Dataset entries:
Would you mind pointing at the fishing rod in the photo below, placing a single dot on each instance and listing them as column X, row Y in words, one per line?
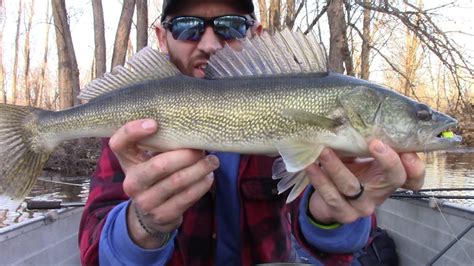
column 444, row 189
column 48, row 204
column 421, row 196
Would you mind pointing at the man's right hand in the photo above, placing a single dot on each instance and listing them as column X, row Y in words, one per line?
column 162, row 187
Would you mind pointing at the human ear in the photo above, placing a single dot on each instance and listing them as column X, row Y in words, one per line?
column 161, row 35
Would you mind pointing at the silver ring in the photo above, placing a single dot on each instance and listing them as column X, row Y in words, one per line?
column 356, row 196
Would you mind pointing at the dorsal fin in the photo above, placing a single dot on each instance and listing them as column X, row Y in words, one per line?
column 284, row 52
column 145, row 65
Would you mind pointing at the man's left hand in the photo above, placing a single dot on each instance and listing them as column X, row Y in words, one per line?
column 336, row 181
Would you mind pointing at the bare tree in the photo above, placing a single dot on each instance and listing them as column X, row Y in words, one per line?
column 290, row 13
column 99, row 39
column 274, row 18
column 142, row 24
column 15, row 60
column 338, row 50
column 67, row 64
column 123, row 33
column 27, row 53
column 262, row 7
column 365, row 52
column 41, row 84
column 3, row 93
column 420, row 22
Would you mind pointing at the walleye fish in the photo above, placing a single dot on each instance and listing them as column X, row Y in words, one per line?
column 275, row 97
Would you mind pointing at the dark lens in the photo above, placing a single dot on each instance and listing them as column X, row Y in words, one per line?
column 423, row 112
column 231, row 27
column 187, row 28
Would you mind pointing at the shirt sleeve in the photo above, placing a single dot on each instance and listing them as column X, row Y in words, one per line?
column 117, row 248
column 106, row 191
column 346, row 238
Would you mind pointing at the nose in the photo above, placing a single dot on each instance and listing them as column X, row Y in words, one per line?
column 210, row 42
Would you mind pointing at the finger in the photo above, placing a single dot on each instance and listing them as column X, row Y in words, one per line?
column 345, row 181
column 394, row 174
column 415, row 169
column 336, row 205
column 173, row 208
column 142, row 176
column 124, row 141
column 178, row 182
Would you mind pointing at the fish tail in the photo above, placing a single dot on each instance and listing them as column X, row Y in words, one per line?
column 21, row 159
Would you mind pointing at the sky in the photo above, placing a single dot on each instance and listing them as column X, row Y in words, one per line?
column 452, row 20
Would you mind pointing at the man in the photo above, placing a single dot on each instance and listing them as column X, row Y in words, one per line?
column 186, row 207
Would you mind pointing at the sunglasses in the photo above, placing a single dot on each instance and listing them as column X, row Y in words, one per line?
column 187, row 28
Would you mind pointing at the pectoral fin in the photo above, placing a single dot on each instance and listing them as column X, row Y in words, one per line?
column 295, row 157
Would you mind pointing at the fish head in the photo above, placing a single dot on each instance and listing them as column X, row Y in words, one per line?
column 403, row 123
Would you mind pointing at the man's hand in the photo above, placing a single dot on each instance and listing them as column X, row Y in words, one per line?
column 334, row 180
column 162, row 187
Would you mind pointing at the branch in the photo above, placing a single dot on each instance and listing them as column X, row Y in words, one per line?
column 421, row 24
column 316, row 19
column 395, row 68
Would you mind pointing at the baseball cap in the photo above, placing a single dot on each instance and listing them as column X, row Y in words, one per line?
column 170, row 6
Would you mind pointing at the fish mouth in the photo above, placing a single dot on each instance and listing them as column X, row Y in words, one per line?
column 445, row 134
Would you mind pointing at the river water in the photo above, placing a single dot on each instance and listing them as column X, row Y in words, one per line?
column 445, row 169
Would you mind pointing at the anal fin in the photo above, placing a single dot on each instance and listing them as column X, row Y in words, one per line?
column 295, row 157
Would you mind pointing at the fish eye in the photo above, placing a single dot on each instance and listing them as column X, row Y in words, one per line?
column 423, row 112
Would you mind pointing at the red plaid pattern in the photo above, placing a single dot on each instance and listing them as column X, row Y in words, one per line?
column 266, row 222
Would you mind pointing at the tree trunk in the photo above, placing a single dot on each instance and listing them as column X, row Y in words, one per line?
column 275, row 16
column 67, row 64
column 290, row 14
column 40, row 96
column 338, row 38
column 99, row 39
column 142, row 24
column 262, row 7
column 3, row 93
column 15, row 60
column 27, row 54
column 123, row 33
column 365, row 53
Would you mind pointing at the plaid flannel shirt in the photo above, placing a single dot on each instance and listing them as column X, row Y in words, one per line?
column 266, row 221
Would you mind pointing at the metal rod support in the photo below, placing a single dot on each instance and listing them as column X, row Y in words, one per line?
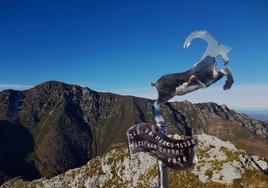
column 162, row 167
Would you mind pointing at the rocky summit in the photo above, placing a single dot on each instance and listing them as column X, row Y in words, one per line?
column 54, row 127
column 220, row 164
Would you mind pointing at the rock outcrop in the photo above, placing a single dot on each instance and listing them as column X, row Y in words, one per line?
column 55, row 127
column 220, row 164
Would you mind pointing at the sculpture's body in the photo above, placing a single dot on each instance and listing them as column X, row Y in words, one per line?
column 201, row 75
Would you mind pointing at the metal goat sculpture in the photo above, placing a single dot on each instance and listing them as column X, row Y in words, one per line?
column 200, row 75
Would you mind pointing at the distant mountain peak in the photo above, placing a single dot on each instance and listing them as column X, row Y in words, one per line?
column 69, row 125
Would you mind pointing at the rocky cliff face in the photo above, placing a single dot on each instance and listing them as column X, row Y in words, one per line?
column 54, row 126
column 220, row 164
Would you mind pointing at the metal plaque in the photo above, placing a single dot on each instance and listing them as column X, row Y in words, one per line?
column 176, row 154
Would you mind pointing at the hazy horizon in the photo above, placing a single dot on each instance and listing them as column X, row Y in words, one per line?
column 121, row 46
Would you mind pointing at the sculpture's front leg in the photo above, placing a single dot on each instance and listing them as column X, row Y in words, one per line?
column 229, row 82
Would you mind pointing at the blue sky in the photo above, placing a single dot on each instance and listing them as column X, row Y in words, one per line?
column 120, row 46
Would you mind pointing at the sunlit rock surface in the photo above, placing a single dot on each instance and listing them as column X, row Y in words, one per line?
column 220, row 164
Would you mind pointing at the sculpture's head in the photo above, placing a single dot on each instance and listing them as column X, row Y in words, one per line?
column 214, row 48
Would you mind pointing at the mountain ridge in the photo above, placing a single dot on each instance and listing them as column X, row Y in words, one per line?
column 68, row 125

» YOUR INSTRUCTIONS: Please print each of the records word for word, keeping the pictures out.

» RESPONSE TO THIS TASK:
Would you mind pointing at the fishing rod in the photo below, placing a single dot on each instance and listing them as column X, row Y in words, one per line?
column 444, row 189
column 48, row 204
column 421, row 196
Would you mind pointing at the man's right hand in the photo above, placing a single dot on each instance and listing them as column X, row Y in words, one per line?
column 162, row 187
Would you mind pointing at the human ear in the photo above, placing a single dot on each instance and listing them as column X, row Y in words, one per line?
column 161, row 35
Would you mind pointing at the silver ring in the photo above, placing a single dot on each instance and listing them as column X, row Y in words, one per line?
column 356, row 196
Would you mind pointing at the dorsal fin in the photo above, placing a single dot on each instance and listing them as column X, row Y in words, one per line?
column 284, row 52
column 145, row 65
Would you mind pointing at the man's left hand in the photo above, placing a single dot on each instance and listing them as column X, row Y in words, one per line?
column 336, row 181
Would you mind pointing at the bare tree in the photo above, placing a single dot on each instance and listing them as column X, row Y in words, one per line?
column 290, row 13
column 99, row 39
column 274, row 18
column 142, row 24
column 15, row 60
column 338, row 50
column 67, row 64
column 123, row 33
column 27, row 53
column 262, row 7
column 365, row 52
column 41, row 84
column 3, row 93
column 420, row 22
Would you mind pointing at the walleye fish in the photo above, placing a single dot on each instance and listing them as column X, row Y in words, one per line?
column 275, row 97
Would you mind pointing at the dark lens in the photo above, placing a single dot on each instance and listing them as column X, row Y in words, one per line?
column 423, row 112
column 231, row 27
column 187, row 28
Would you mind pointing at the shirt sleeve in the photo above, placing a single dot on each instance and listing them as column X, row Y in words, one per line?
column 117, row 248
column 106, row 191
column 346, row 238
Would you mind pointing at the nose in the photo above, placing a single dot on each instance and listing them as column X, row Y in words, one per line?
column 210, row 42
Would you mind pointing at the finger in the photo above, placing a single dot on each instance and listing them as column X, row Y in words, one per line?
column 345, row 181
column 394, row 174
column 415, row 169
column 336, row 205
column 173, row 208
column 142, row 176
column 124, row 141
column 178, row 182
Would you mind pointing at the fish tail in the photo above, placing a single dot on each instance and listing them as column X, row Y in words, one per line?
column 21, row 159
Would you mind pointing at the sky in the photo above, placing a single dot on each instance and listing them as column X, row Y in words, one per line?
column 452, row 20
Would you mind pointing at the man in the photo above, placing a single dot on each instance and listing them as column X, row Y in words, one per line?
column 186, row 207
Would you mind pointing at the sunglasses in the photo above, placing a single dot on each instance and listing them as column X, row Y in words, one per line?
column 187, row 28
Would you mind pointing at the pectoral fin in the photo above, placing a single dot on each instance and listing them as column X, row Y in words, one per line?
column 295, row 157
Would you mind pointing at the fish head in the photo above, placing a single dot on each instance and listing them as column X, row Y in words, one per line?
column 403, row 123
Would you mind pointing at the man's hand in the photo above, placing a single dot on each instance and listing them as column X, row Y in words, one per line?
column 334, row 180
column 162, row 187
Would you mind pointing at the branch in the photo above, placing a single dot on each instance and listing them as column X, row Y in words, one per line?
column 421, row 24
column 316, row 19
column 395, row 68
Would you mind pointing at the baseball cap in the photo above, placing a single dot on each instance and listing them as column X, row Y in words, one per line?
column 170, row 6
Would you mind pointing at the fish mouth in the photo above, placing a single dot on each instance and listing them as column X, row Y in words, one per line?
column 445, row 134
Would you mind pointing at the river water in the photo above, placing a single dot on each instance and listing them as column X, row Y in words, one per line?
column 445, row 169
Would you mind pointing at the anal fin in the photo above, placing a single dot on each instance and listing them as column X, row Y in words, one per line?
column 295, row 157
Would you mind pointing at the fish eye in the photo above, placing a single dot on each instance and listing them as column X, row Y in words, one per line?
column 423, row 112
Would you mind pointing at the red plaid pattern in the photo above, placing a single dot on each instance and listing them as column X, row Y in words, one per line?
column 266, row 222
Would you mind pointing at the tree trunk in the photo above, placing a single dot on each instance and listing them as column X, row Y in words, one per line?
column 275, row 16
column 67, row 64
column 290, row 14
column 40, row 96
column 338, row 38
column 99, row 39
column 142, row 24
column 262, row 7
column 3, row 93
column 15, row 60
column 27, row 54
column 123, row 33
column 365, row 53
Would you mind pointing at the plaid flannel shirt in the photo above, placing a single dot on each instance and listing them as column X, row Y in words, one per line?
column 266, row 221
Would you mind pointing at the metal rod support in the photo below, placing a single dot on each instance and listing them as column X, row Y in words, one per line?
column 162, row 167
Would you mind pointing at the rocky summit in the photo above, placing a single dot on each instance and listing them as column X, row Y in words, one per line?
column 54, row 127
column 220, row 164
Would you mind pointing at the rock outcrop in the photo above, placing a single dot on each instance and listing them as column X, row Y in words, one per line?
column 55, row 127
column 220, row 164
Would you mind pointing at the sculpture's body in the photo above, placing a single dot on each instance and listing them as column X, row Y in words, one per line?
column 201, row 75
Would you mind pointing at the metal goat sculpture in the photo above, placing a single dot on each instance and listing them as column X, row Y in words, one per line?
column 200, row 75
Would you mind pointing at the distant mountain peak in the photo above, placing a single dot on each instance and listing them as column X, row Y in words, one per line?
column 69, row 125
Would you mind pointing at the rocky cliff face in the photo above, placing a single dot on each instance and listing them as column X, row Y in words, one per line?
column 54, row 126
column 220, row 164
Would you mind pointing at the metal plaque in the photo above, placing a single dot on each instance and listing them as column X, row Y in words, one per line?
column 176, row 154
Would you mind pointing at the hazy horizon in the photo above, placing a single dot on each instance and listing them as column X, row Y in words, one per line?
column 121, row 46
Would you mind pointing at the sculpture's front leg in the photo above, placing a single dot on each instance and listing them as column X, row Y in words, one per line?
column 229, row 82
Would you mind pointing at the blue sky in the photo above, placing a single dot on each instance and listing them as column X, row Y in words, one per line?
column 120, row 46
Would you mind pointing at the sunlit rock surface in the photo above, placing a single dot on each instance and listing them as column X, row Y in words, one per line?
column 220, row 164
Would you mind pointing at the sculpture's head in the photo above, placing a single dot on each instance and listing them as column X, row Y in words, one per line?
column 214, row 48
Would you mind pointing at the mountain ridge in the photo above, placing a single dot on each instance and listing them as column X, row Y in words, one per line?
column 68, row 125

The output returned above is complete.